From the listing below, return each line that includes "white".

++++

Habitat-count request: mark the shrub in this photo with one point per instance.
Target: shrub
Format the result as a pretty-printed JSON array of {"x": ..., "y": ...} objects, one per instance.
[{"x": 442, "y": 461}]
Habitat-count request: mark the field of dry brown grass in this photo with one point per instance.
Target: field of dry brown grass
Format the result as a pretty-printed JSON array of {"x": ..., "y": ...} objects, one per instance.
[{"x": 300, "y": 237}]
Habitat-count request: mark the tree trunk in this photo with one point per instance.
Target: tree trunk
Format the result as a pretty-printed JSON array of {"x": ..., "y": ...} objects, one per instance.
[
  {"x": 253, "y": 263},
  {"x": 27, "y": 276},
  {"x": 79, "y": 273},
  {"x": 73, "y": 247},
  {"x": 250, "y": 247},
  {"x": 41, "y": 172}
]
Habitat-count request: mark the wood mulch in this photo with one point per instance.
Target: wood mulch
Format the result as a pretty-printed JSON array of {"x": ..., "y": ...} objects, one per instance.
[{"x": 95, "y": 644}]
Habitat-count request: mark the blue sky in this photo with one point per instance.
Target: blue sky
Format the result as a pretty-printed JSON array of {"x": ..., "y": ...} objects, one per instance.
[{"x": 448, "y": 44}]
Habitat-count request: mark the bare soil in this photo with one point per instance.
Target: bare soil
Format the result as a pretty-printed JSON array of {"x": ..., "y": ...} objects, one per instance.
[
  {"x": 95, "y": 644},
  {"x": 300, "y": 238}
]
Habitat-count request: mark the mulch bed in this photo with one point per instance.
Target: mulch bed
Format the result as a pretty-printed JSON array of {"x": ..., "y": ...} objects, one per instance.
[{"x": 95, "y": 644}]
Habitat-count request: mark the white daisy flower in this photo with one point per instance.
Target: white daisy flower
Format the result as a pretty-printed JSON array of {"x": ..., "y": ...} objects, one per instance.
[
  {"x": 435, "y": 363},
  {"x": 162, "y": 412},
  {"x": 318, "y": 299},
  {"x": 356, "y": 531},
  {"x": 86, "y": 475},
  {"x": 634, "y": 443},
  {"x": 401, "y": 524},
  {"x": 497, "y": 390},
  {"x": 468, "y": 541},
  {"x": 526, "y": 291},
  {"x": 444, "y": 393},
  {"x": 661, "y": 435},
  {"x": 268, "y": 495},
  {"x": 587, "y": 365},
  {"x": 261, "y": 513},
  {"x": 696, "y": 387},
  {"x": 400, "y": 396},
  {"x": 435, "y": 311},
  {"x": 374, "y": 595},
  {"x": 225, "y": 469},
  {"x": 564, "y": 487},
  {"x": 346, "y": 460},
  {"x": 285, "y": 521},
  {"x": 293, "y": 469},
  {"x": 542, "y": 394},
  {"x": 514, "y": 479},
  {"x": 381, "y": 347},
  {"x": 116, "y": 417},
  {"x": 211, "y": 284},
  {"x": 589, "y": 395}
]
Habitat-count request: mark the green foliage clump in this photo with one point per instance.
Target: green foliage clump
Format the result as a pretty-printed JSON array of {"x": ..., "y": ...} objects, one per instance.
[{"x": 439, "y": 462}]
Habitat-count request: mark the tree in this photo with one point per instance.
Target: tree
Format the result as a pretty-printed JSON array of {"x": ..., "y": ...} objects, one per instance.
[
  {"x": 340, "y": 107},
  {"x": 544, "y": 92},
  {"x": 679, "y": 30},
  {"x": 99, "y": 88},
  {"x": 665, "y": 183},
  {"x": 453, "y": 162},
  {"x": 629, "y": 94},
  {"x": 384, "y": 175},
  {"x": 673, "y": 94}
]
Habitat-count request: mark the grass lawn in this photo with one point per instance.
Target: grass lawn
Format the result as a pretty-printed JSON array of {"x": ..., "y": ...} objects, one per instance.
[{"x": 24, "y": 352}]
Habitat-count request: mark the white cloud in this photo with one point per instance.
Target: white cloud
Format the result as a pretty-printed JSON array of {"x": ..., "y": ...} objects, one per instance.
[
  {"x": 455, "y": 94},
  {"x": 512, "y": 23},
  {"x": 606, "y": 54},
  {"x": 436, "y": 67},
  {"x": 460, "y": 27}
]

++++

● **Answer box**
Habitat-count request: mark the white daisy flower in this photo with one point per instance.
Target: white daisy flower
Habitat-count request: mark the white cloud in this photo with one point per instance.
Target: white cloud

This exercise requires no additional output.